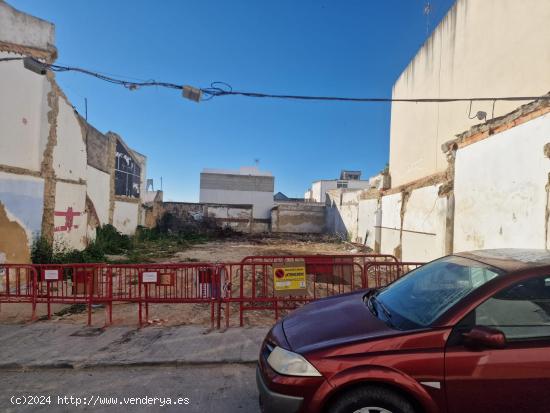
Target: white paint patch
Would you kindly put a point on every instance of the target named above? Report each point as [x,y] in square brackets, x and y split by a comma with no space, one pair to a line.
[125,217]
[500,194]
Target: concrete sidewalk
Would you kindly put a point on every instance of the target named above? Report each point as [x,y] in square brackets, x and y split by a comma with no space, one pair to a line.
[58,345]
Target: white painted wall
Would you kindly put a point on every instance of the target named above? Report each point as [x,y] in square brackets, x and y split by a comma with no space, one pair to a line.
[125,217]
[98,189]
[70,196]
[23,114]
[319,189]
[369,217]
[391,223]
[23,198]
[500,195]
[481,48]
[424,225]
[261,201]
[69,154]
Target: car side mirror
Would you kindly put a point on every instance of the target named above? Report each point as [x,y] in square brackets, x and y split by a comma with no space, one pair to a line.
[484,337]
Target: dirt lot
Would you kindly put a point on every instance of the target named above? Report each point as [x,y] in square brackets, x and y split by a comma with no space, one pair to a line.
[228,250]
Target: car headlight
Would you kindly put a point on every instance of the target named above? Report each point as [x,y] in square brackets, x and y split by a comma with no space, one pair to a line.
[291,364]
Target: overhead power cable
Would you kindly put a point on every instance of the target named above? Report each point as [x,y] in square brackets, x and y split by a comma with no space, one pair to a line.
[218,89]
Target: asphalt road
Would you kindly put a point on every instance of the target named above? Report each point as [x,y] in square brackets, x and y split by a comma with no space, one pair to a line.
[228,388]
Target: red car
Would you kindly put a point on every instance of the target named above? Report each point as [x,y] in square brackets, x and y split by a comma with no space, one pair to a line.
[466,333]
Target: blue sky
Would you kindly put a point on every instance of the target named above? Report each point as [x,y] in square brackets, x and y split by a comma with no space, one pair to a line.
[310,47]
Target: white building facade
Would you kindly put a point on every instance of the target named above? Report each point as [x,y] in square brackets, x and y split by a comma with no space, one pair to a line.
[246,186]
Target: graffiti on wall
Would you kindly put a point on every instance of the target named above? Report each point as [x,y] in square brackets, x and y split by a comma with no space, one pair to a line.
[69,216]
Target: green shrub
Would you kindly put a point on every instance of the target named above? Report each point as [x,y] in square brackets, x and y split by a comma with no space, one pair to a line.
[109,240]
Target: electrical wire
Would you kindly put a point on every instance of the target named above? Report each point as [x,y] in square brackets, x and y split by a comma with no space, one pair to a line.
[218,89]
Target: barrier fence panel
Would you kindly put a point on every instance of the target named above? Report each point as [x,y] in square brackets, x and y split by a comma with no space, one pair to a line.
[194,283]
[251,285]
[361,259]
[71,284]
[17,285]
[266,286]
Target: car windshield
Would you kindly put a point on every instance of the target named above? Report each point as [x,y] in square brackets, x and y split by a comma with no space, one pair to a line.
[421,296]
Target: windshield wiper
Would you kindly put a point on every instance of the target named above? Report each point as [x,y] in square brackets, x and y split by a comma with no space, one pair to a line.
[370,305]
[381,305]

★ ★ ★ ★ ★ ★ ★

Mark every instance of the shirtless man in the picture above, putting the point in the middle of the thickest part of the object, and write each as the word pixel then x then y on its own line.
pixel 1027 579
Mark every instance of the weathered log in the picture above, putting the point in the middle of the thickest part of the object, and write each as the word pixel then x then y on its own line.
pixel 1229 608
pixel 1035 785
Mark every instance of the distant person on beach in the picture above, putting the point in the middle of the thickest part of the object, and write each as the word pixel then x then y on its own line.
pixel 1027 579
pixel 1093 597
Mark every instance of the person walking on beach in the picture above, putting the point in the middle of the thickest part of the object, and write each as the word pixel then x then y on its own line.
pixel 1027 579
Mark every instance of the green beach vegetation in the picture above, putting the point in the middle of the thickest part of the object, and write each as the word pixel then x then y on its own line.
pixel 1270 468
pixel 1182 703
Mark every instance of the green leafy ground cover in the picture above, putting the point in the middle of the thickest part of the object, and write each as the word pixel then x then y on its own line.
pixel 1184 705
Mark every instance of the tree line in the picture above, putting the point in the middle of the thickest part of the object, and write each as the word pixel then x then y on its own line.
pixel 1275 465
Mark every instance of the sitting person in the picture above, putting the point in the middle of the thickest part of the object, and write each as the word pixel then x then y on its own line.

★ ★ ★ ★ ★ ★ ★

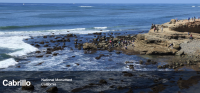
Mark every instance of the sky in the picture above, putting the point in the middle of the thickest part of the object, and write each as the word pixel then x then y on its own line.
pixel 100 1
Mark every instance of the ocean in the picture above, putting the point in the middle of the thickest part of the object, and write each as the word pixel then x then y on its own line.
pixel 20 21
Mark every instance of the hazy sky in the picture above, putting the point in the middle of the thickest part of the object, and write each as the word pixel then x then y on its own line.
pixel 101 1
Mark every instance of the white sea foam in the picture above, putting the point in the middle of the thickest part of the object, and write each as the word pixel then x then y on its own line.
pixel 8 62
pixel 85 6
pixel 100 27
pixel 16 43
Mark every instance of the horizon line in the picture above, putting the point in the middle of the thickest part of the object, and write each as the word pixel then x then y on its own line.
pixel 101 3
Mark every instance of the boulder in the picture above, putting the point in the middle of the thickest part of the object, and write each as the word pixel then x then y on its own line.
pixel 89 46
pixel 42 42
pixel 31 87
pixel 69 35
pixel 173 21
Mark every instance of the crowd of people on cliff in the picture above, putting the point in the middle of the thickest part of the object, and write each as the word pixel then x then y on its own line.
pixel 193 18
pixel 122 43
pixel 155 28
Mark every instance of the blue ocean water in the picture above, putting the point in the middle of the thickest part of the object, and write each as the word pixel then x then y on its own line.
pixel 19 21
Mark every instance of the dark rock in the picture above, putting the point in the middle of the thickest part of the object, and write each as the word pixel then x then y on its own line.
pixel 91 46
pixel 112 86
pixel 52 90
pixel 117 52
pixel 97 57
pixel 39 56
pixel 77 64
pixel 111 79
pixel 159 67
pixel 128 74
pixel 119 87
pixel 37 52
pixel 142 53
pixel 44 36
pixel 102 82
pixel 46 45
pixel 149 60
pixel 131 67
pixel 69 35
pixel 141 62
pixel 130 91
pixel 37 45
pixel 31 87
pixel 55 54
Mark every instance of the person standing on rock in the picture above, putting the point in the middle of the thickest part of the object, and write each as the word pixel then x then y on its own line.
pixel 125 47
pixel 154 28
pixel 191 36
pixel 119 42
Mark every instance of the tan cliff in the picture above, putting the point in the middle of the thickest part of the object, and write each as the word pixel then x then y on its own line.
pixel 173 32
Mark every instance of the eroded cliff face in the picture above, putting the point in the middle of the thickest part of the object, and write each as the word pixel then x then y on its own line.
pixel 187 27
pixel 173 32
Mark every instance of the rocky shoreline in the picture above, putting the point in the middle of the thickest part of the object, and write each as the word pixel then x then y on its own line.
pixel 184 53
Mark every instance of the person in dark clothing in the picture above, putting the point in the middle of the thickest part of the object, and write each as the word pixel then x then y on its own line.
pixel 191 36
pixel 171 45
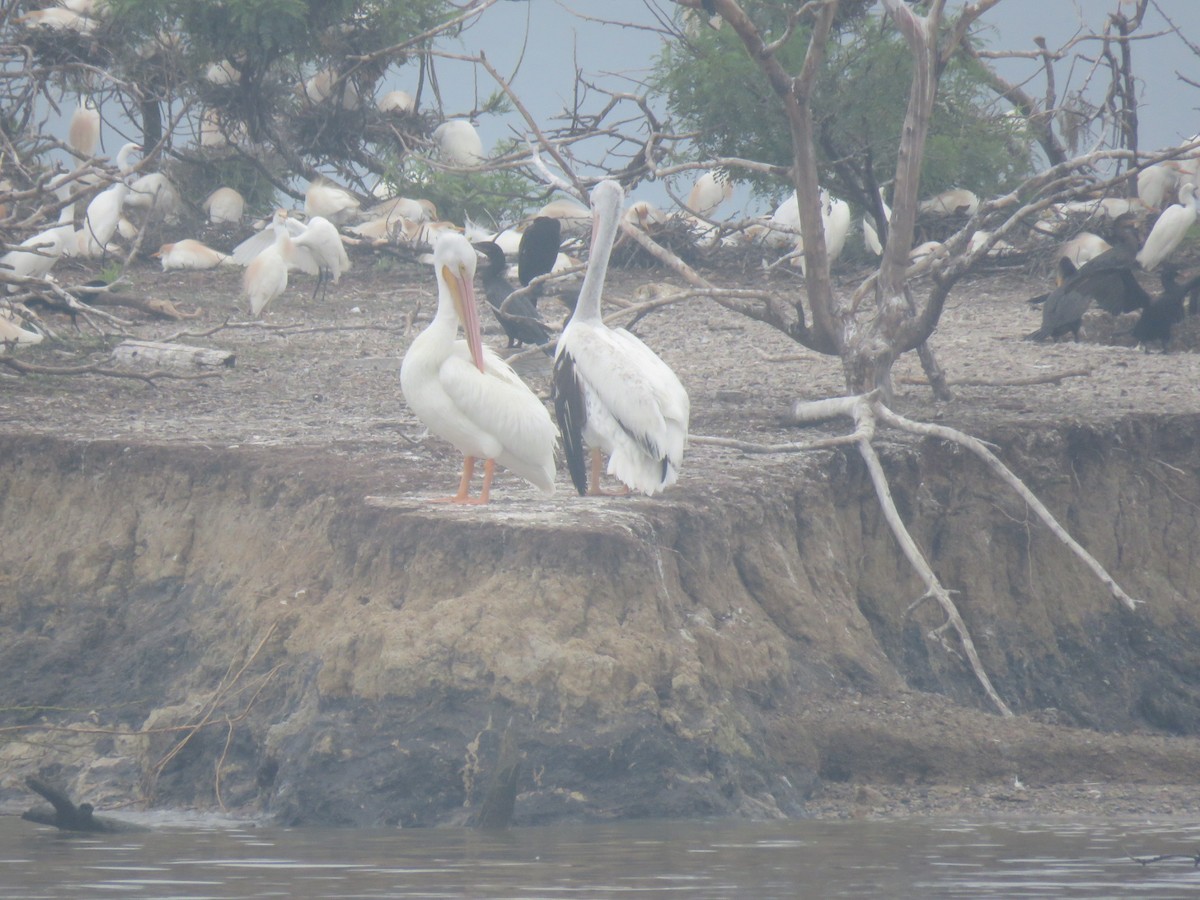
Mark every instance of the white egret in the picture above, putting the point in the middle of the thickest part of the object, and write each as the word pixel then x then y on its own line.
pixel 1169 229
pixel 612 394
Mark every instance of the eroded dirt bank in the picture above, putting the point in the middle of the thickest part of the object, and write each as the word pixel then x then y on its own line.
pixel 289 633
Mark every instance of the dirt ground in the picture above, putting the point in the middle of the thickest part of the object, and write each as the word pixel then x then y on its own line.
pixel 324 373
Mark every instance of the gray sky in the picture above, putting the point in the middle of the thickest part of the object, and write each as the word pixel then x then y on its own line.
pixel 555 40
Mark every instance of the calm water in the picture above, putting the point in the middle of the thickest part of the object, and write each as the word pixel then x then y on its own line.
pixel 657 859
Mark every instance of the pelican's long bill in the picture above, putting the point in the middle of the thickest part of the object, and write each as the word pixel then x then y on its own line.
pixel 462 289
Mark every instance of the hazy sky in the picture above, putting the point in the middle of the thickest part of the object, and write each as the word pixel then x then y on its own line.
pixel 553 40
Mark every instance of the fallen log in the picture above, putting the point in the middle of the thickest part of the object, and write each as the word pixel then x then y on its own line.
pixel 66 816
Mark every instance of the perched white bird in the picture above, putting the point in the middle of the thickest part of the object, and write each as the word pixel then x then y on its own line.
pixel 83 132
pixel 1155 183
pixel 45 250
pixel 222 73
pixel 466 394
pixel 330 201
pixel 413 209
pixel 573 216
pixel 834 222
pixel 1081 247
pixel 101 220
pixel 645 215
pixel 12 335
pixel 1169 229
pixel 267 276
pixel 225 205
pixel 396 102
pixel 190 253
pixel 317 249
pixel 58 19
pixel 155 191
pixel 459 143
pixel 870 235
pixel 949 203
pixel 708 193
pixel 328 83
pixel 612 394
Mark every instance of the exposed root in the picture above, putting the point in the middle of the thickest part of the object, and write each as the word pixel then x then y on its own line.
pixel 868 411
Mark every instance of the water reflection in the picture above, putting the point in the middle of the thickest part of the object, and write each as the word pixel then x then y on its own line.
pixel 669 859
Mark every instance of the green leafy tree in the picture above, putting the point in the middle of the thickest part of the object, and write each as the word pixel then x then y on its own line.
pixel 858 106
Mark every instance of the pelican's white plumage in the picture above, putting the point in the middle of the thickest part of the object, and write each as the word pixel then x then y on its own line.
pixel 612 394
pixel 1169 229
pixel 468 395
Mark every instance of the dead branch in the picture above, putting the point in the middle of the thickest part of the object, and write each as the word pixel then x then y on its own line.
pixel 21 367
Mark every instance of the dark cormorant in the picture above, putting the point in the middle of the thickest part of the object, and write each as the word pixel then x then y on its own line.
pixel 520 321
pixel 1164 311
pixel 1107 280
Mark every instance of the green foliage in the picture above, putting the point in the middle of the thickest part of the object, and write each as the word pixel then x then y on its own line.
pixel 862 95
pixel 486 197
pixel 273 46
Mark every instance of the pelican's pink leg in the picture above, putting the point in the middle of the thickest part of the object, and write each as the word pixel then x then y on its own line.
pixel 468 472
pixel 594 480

★ ★ ★ ★ ★ ★ ★

What to produce:
Could you return exactly the stretch of the data above that starts at the line with "Target: red car" and ends at the line with "Target: blue sky", both lines included?

Task result:
Target: red car
Would you kindly put a point on every instance of the target named above? Report each point as [x,y] in square brackets, x and y split by a comma with no space, one pair to a line.
[466,333]
Target: blue sky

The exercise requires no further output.